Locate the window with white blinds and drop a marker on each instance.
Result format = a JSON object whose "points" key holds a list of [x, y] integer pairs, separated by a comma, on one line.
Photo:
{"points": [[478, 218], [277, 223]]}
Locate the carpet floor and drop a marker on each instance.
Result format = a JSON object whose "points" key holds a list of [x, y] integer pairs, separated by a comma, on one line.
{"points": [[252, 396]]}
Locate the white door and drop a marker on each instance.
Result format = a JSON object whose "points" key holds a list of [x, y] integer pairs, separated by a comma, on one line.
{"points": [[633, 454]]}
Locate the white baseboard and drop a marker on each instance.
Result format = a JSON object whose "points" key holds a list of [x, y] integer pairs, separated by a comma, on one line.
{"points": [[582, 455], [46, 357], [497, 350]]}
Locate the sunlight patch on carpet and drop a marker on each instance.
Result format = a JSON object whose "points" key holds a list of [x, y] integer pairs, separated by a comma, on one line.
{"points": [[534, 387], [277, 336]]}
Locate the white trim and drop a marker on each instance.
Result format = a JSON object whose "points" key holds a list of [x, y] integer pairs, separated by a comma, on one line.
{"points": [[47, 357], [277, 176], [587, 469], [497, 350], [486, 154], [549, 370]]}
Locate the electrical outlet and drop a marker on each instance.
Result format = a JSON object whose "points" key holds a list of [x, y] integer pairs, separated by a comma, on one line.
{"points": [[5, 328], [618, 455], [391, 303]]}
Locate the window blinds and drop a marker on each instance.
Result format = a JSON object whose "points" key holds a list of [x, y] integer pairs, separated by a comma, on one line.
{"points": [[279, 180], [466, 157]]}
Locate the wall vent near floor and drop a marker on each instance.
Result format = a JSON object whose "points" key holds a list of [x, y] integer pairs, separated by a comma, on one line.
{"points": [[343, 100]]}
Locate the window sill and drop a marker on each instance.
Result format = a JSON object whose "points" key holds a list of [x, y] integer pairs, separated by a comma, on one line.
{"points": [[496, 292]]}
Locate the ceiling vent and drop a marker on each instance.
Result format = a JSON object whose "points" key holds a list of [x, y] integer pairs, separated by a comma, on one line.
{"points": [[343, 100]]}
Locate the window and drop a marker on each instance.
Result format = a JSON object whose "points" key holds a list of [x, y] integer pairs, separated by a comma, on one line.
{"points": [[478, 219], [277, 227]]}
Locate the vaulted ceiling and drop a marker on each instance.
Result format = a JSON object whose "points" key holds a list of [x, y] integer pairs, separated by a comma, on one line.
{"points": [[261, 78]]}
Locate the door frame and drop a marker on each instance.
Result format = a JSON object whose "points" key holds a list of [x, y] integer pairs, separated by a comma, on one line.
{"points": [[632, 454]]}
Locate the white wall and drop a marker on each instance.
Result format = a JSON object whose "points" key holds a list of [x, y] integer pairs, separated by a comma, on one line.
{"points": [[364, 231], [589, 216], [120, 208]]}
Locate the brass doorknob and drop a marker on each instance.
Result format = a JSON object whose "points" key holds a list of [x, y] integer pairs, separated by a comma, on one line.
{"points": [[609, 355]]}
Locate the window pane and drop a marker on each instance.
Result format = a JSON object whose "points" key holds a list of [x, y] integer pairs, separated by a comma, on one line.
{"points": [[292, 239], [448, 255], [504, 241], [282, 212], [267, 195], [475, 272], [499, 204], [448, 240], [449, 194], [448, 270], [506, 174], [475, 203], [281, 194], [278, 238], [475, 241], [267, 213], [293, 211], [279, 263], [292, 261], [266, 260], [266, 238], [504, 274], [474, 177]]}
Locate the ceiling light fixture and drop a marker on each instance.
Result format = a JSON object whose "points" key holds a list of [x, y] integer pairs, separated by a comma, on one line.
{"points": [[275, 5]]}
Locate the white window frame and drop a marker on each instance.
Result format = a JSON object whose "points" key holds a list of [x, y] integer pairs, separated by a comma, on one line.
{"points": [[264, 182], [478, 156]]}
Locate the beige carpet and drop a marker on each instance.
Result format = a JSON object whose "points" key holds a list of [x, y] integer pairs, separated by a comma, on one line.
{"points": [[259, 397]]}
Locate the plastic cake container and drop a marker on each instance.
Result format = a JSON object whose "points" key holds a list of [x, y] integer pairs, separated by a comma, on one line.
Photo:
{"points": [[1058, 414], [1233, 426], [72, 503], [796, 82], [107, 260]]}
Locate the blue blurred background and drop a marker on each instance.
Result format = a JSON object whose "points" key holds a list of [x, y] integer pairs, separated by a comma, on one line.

━━━━━━━━━━━━━━━━━━━━

Your answer should be the whole listing above, repeated exactly as it appears.

Locate the window with white blinds and drop a marker on each instance.
Result format = a JSON object whose "points" key holds a list of [x, y] integer pairs, separated by a comma, on one line.
Photo:
{"points": [[478, 218], [277, 223]]}
Locate the carpet floor and drop a marker on each instance.
Result format = a JSON object whose "points" key holds a list of [x, y] integer pairs, separated by a comma, on one line.
{"points": [[252, 396]]}
Locate the white door and drop a marker on each instance.
Result format = a JSON object whose "points" key holds a list of [x, y] integer pairs, separated by a comma, on one line.
{"points": [[633, 454]]}
Locate the white baseboard and drop a marker on each instance.
Result format = a JSON object whose "points" key holds a list of [x, y] integer pairs, separated by a comma, on one line.
{"points": [[582, 455], [46, 357], [497, 350]]}
Locate the sunlight patch on carpet and drop a marker on each instance.
Result format = a JSON object whose "points" key holds a list of [x, y] integer pairs, separated by a comma, on one line.
{"points": [[534, 387], [277, 336]]}
Locate the white trim and drop a marker on each instance.
Result format = a JSON object whose "points" key holds a list of [x, y] integer pairs, separated by a comma, on one line.
{"points": [[47, 357], [277, 176], [587, 469], [497, 350], [486, 154], [549, 370]]}
Locate the electrical outlet and drop a marker on each instance.
Result format = a JSON object whose "points" key holds a list of [x, y] integer pairs, separated by a comma, on one line.
{"points": [[5, 328], [618, 455], [391, 303]]}
Locate the window blinds and drop a marker on each instance.
Result format = a JSON object whose "points" key holds a list of [x, y] integer pairs, separated by a comma, on one line.
{"points": [[279, 180], [466, 157]]}
Locate the wall vent near floor and drop a marker on each instance.
Result format = a JSON object whose "points" key holds a list of [x, y] integer pairs, separated by a comma, on one line.
{"points": [[343, 100]]}
Locate the window sill and drop a marker on each instance.
Result format = a JSON object whose "points" key holds a list of [x, y] integer pairs, separated by a comma, on one line.
{"points": [[496, 292]]}
Locate the ceiling vent and drop a marker on each instance.
Result format = a JSON object whose "points" key holds a list of [x, y] integer pairs, separated by a comma, on one line.
{"points": [[343, 100]]}
Locate the window and drop a marker on each instance.
Result format = a JSON object whose "points" key holds a list of [x, y] integer pairs, separated by a comma, on one line.
{"points": [[478, 219], [277, 227]]}
Locate the vaulted ceiling and drop a marker on each instance.
Result format = a JSON object whose "points" key holds a list of [x, y] integer pairs, separated by a comma, on one line.
{"points": [[261, 78]]}
Locate the door frame and drop a marker on each instance.
Result format = a JSON object whose "points" key holds a list of [x, y] integer pairs, separated by a comma, on one line.
{"points": [[632, 454]]}
Locate the white wall and drop a marker on each instance.
Result format = a JSON object whose "points" key holds a list of [x, y] integer pairs, separated by a comma, on one line.
{"points": [[364, 231], [589, 216], [120, 208]]}
Locate the brass doorknob and drop a marker on each instance.
Result format = a JSON object whose "points" key holds a list of [x, y] integer pairs, separated by a comma, on one line.
{"points": [[609, 355]]}
Locate the window pane and drop a marker on each instance.
Result format = a JSON object whose "points" key holds a list of [x, y] integer pairs, separated by a comma, on one line.
{"points": [[292, 239], [448, 255], [504, 241], [282, 212], [267, 195], [475, 272], [499, 204], [448, 240], [449, 194], [448, 270], [506, 174], [475, 203], [281, 194], [278, 238], [475, 241], [267, 213], [293, 211], [279, 263], [292, 261], [266, 260], [266, 238], [504, 274], [474, 177]]}
Locate the ceiling light fixture and drop a marker on each instance.
Result format = a JSON object whose "points" key holds a list of [x, y] integer pairs, separated by a comma, on one line.
{"points": [[275, 5]]}
Locate the white window frame and drop a marker on each instance.
Result format = a JSON object whose "points" key holds a list of [x, y] integer pairs, separated by a comma, on one line.
{"points": [[264, 182], [478, 156]]}
Locate the beige carpet and drop a marker on each instance.
Result format = a JSON object whose "points" key holds a list of [x, y] integer pairs, separated by a comma, on one line.
{"points": [[259, 397]]}
Locate the plastic cake container and drop a marker on each instance.
Result format = a JSON object whose "points" key holds a list of [x, y] integer pairs, separated by a comma, on one line.
Photo:
{"points": [[1058, 414], [1233, 426], [72, 503], [796, 82], [107, 260]]}
Locate the blue blurred background and drop a marker on each instance.
Result format = a JSON object whose "points" key holds a list of [x, y] integer pairs, separated by a comma, on one line.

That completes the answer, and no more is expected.